--- Begin ---

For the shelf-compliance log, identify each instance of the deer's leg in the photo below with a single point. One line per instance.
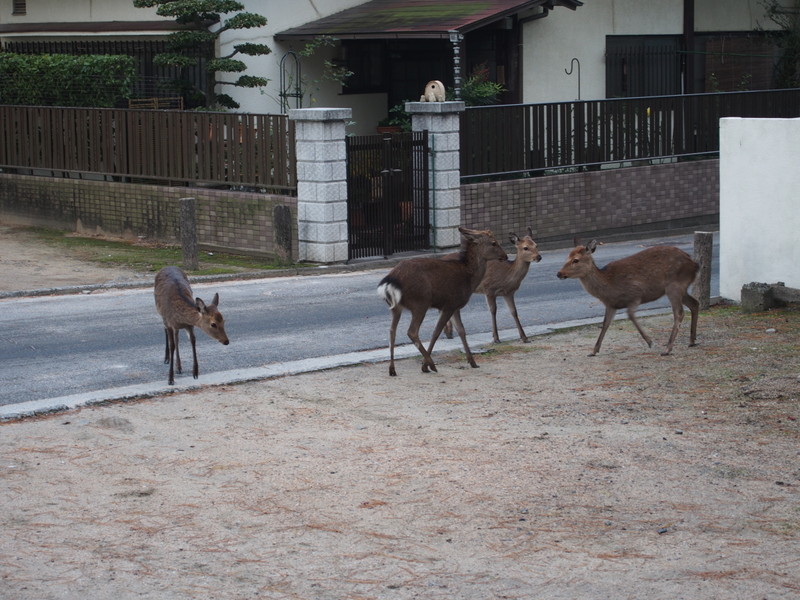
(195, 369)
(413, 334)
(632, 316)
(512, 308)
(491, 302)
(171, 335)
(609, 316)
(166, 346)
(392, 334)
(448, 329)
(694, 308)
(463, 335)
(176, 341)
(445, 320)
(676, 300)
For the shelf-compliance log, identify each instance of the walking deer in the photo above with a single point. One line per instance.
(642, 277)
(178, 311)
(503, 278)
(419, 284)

--- End ---

> Exercise: Convert the entries above into a two-column CSV with the header instruction,points and one row per entry, putting each entry's text and its answer in a single quoted field with line breaks replaced by spaces. Omit the pictures.

> Exercise response:
instruction,points
"For the shelf-compliance log, identify each instance of the deer's leg in the photo below with a single point. One line per instance.","(195, 369) (413, 334) (632, 316) (512, 308) (491, 302) (171, 335) (609, 316) (166, 346) (392, 334) (448, 329) (694, 308) (463, 335) (176, 341) (445, 320) (676, 300)"
"For the shelf-compliance log, identify each instance of the walking deer in the photo above with a single point. One line per instance.","(642, 277) (178, 311) (503, 278) (419, 284)"